Text block:
Of course, all that removes nothing from the fact that it's a complex skillset that takes both theoretical insight and countless hours of getting your hands dirty (and wet) in order to get anywhere at all. But isn't that the case with many of these processes?
 
I agree with Lachian and Koraks here, I would like to see practical examples from a worker making prints today.
I have seen some DT prints and they were lovely, but I do not know of anyone doing current work with the process.

Bob, I am currently actually MAKING DYE TRANSFER PRINTS now, unlike Drew and Lachlan. I made some transfers last year and would like to make another in the next month or two. What kind of examples do you want to see? I have pictures of masks and separation negatives, curves, etc.

I think the visual proof is important.. I make tri colour GB over Palladiums that can match monitor.. so when I want to get into a
discussion with someone about this process I would like to see their expertise level visually , not ripping text out of manuals and regurgitating.
I was interested in this thread because I do make daily colour separation negatives via PS to inkjet negs , and was quite intrigued to talk with someone currently making sep negs as well.

I used all of the techniques I disclosed here. It wouldn't have worked out very well if I used only the methods from publications specifically on Dye Transfer. I did that originally more than 10 year ago and was it clear to me some key pieces of information was missing.
 
As for paragraph 2, well you’re hearing from several highly experienced forum members that all that stuff is probably nonsense, and definitely tiring to read for the 30th time. But whatever, carry on! 🙂

These forum members saying this never worked in a commercial DT lab that I'm aware of. There are a few people on Photrio who I know of that have done this commercially, but haven't commented on this thread either way.
 
These forum members saying this never worked in a commercial DT lab that I'm aware of. There are a few people on Photrio who I know of that have done this commercially, but haven't commented on this thread either way.

I’m happy to see in post 129 that you have been making DT prints! I for one would enjoy seeing some pictures of the prints and maybe a description of your working methods. That type of printing is a true rarity these days, and I’ll value learning from you even without seeing your resume or knowing your work history. :wink:
 
I’m happy to see in post 129 that you have been making DT prints! I for one would enjoy seeing some pictures of the prints and maybe a description of your working methods. That type of printing is a true rarity these days, and I’ll value learning from you even without seeing your resume or knowing your work history. :wink:
Seconded!!

Raw data:
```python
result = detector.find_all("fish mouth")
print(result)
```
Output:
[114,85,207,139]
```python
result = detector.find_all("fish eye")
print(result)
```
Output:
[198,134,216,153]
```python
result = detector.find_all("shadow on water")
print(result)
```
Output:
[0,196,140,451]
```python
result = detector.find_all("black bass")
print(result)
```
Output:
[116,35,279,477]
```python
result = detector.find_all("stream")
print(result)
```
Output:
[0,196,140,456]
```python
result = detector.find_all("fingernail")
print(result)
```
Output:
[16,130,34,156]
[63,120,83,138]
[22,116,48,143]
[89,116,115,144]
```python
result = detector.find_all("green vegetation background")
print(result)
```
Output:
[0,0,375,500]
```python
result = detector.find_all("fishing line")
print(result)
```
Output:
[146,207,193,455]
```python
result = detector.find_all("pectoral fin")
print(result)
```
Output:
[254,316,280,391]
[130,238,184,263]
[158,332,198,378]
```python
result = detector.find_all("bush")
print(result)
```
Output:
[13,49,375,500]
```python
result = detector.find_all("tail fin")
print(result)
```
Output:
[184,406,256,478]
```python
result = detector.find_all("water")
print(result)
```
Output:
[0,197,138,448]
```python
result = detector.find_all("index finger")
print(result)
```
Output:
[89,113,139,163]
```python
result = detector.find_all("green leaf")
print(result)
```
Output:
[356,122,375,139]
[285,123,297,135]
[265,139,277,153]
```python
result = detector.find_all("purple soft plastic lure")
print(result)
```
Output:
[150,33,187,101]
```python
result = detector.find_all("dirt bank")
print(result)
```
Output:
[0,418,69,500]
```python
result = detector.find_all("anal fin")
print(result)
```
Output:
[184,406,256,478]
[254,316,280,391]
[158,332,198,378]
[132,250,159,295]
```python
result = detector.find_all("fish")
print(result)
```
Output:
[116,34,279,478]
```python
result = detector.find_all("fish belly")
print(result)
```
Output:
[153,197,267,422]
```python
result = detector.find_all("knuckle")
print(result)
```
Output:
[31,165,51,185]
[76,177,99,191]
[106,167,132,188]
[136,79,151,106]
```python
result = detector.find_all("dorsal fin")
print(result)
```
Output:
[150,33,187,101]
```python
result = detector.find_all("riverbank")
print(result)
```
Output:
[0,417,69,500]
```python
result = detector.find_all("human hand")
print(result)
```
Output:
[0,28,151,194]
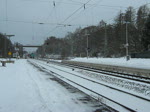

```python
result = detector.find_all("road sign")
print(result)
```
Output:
[8,52,12,56]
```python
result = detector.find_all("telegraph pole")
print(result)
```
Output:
[86,34,89,59]
[104,23,108,55]
[126,22,130,61]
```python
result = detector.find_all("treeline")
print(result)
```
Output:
[37,5,150,57]
[0,33,14,57]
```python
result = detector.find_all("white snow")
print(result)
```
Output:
[0,60,97,112]
[30,61,150,112]
[71,58,150,69]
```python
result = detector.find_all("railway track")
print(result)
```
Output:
[46,61,150,84]
[30,61,150,112]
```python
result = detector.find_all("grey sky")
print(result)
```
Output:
[0,0,150,49]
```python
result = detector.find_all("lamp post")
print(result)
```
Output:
[125,22,130,61]
[121,14,130,61]
[86,34,89,59]
[5,34,15,59]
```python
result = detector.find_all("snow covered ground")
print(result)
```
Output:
[32,60,150,112]
[71,58,150,69]
[0,60,101,112]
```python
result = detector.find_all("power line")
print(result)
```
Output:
[42,0,91,35]
[62,0,91,23]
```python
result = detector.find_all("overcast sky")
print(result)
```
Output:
[0,0,150,51]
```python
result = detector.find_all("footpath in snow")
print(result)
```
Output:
[0,60,100,112]
[71,58,150,69]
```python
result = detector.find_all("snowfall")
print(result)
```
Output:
[0,58,150,112]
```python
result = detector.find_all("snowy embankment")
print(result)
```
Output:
[70,58,150,69]
[0,59,97,112]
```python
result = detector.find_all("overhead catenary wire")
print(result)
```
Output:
[42,0,91,35]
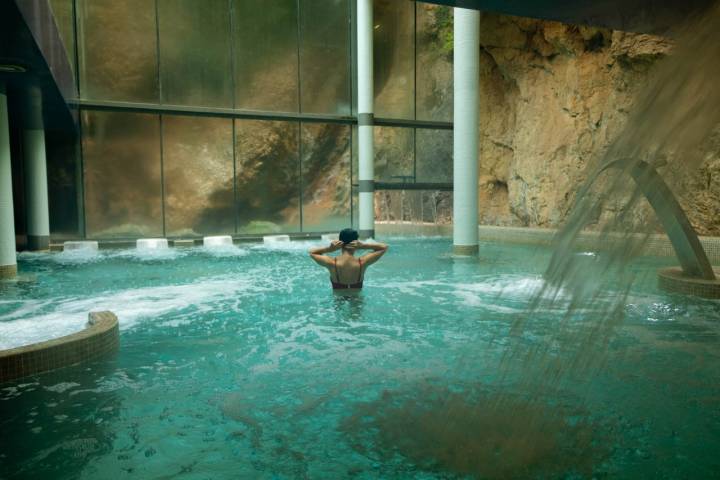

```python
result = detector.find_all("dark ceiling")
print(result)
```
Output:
[422,0,715,34]
[0,0,76,130]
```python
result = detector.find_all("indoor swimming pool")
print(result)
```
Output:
[0,237,720,479]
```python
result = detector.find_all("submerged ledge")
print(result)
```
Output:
[0,312,120,383]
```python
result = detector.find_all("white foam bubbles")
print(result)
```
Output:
[0,269,275,349]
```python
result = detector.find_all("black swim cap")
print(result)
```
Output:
[338,228,358,243]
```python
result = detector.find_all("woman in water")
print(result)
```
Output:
[310,228,388,290]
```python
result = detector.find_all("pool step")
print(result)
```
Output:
[135,238,168,250]
[203,235,233,247]
[63,240,98,251]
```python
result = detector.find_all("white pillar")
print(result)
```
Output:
[0,82,17,279]
[357,0,375,238]
[453,8,480,255]
[22,87,50,250]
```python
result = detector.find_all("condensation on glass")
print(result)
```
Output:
[158,0,233,108]
[373,126,415,183]
[415,128,453,183]
[300,123,351,232]
[50,0,75,73]
[373,0,414,119]
[77,0,158,103]
[233,0,299,112]
[235,120,300,234]
[300,0,351,115]
[375,190,452,225]
[416,2,453,122]
[162,115,235,237]
[82,111,163,238]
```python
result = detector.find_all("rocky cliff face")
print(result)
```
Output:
[478,14,720,235]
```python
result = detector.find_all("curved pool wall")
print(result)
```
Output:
[0,312,120,384]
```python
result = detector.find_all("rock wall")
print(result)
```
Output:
[478,14,720,235]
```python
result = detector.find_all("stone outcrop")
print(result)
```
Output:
[478,10,720,235]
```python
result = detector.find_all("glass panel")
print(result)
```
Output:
[375,190,452,225]
[163,116,235,237]
[233,0,298,112]
[300,0,350,115]
[77,0,158,103]
[301,123,351,232]
[373,0,415,118]
[235,120,300,233]
[415,128,453,183]
[45,130,80,238]
[373,126,415,183]
[421,190,452,225]
[82,111,163,238]
[416,2,453,122]
[158,0,233,108]
[50,0,75,73]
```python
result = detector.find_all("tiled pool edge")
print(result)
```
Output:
[375,222,720,265]
[0,312,120,384]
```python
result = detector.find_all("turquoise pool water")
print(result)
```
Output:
[0,238,720,479]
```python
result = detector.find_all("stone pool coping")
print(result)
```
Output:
[0,312,120,383]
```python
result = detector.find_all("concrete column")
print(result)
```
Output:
[453,8,480,255]
[0,82,17,279]
[357,0,375,239]
[22,87,50,250]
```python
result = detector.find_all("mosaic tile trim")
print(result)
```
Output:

Check your understanding:
1. Summarize the forum discussion about dye transfer printing in two sentences.
2. Resume the forum discussion about dye transfer printing after its last post.

Task-by-task answers:
1. Participants ask to see practical examples and visual proof from someone who makes dye transfer prints today, and one participant replies that they are making such prints now and offers pictures of masks, separation negatives, and curves. The discussion also questions whether the forum members who call the disclosed techniques nonsense ever worked in a commercial dye transfer lab, and it closes with requests for pictures of the prints and a description of working methods.

2.
 
Bob, I am currently actually MAKING DYE TRANSFER PRINTS now, unlike Drew and Lachlan. I made some transfers last year and would like to make another in the next month or two. What kind of examples do you want to see? I have pictures of masks and separation negatives, curves, etc.



I used all of the techniques I disclosed here. It wouldn't have worked out very well if I used only the methods from publications specifically on Dye Transfer. I did that originally more than 10 year ago and was it clear to me some key pieces of information was missing.

I take Iphone pictures all the time of my prints, I think that is what I am interested in, basically some background images making the prints would also be wonderful to see.
 
I made some transfers last year and would like to make another in the next month or two. What kind of examples do you want to see?

I'm not Bob, but I would also be very interested in seeing pics of these prints if you can share them here or on DM. I appreciate your efforts to throw light on the technical side of this awe-inspiring process.
 
IB - Why should I be forced to repeat that you do not speak for me? Where did I - me, I myself - ever state that I hadn't made masks and separation negatives specifically for dye transfer purposes, or hadn't dyed and rolled out matrices? I never said that - you did - and it's both presumptuous to say that about me, and entirely incorrect.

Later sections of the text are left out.